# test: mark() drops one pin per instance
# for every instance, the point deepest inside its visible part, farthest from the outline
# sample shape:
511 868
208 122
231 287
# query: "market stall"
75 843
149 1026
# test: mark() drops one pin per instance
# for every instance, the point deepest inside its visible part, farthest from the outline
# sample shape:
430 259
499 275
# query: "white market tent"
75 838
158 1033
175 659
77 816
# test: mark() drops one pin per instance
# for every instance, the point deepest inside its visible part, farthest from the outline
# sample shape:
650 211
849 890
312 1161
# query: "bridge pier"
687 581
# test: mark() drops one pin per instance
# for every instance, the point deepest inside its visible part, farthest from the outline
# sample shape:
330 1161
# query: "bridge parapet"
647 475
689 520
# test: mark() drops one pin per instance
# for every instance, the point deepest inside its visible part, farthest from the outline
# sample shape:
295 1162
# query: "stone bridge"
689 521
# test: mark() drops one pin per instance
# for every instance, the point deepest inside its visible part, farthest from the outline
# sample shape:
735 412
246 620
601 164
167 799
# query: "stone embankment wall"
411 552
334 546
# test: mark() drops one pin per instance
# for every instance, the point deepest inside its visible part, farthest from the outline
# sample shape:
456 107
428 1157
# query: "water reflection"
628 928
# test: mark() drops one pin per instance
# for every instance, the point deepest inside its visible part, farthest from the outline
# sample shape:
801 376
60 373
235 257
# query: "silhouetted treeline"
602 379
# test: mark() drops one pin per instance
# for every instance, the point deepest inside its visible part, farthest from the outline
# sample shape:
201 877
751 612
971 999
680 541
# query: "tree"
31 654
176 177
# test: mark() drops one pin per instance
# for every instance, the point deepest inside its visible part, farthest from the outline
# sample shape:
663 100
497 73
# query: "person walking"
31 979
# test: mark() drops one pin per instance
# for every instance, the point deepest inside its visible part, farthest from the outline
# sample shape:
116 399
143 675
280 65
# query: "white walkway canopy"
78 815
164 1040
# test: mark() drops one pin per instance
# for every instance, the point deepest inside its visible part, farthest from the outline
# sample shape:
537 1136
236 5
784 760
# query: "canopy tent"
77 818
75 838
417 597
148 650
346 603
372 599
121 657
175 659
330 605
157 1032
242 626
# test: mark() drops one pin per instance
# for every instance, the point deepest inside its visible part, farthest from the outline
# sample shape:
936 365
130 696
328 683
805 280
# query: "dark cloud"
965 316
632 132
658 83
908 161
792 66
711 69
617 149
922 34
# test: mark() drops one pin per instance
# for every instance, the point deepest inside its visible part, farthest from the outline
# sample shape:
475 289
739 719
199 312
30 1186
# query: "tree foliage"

* _WORK TO BE COMPLETED_
Copy out every line of the listing above that contains the word "market".

* _IN RESPONSE_
# query: "market stall"
# query: "white market tent"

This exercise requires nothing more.